[Referring expression grounding data]
------

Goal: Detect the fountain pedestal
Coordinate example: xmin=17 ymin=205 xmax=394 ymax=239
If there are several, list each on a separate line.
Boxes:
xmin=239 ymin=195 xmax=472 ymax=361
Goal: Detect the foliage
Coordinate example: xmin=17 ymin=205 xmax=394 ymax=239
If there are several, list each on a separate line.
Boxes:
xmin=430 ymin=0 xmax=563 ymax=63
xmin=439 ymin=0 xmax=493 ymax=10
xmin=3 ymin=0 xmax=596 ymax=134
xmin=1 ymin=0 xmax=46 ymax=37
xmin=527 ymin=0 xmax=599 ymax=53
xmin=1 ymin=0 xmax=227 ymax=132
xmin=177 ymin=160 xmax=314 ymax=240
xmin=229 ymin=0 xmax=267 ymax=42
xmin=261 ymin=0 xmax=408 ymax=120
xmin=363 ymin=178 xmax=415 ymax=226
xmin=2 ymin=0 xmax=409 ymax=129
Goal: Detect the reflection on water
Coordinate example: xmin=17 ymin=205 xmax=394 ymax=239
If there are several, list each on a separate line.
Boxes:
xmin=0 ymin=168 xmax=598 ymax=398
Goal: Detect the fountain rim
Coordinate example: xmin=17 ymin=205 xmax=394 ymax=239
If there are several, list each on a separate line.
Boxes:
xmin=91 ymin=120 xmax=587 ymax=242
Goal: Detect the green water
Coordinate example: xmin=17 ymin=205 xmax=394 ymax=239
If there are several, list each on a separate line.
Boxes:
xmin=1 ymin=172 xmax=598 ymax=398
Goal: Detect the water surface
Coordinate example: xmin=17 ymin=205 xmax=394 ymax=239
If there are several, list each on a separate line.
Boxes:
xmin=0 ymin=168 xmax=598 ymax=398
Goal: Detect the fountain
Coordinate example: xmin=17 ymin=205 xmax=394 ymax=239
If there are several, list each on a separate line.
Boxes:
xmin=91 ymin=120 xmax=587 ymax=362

------

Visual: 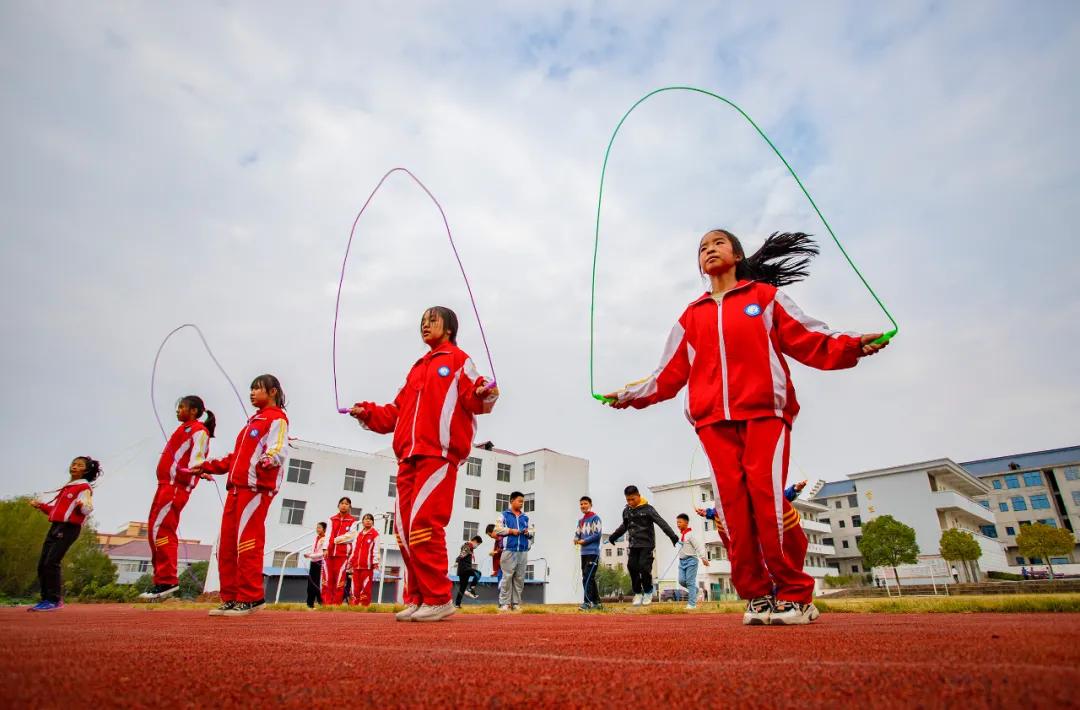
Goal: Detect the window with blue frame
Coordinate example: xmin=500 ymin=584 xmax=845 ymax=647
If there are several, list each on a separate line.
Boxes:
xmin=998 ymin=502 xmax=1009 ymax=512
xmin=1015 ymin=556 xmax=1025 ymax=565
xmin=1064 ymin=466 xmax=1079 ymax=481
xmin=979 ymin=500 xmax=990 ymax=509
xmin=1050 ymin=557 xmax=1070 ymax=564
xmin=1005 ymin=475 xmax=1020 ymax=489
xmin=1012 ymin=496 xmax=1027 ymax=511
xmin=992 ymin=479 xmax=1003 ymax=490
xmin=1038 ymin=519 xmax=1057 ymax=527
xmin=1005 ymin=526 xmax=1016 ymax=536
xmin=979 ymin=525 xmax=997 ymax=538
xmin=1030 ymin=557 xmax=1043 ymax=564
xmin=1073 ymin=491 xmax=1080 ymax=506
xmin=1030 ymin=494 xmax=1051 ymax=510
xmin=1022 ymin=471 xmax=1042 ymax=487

------

The answer should be a single number giving how many lines in the records hold the word "Goal".

8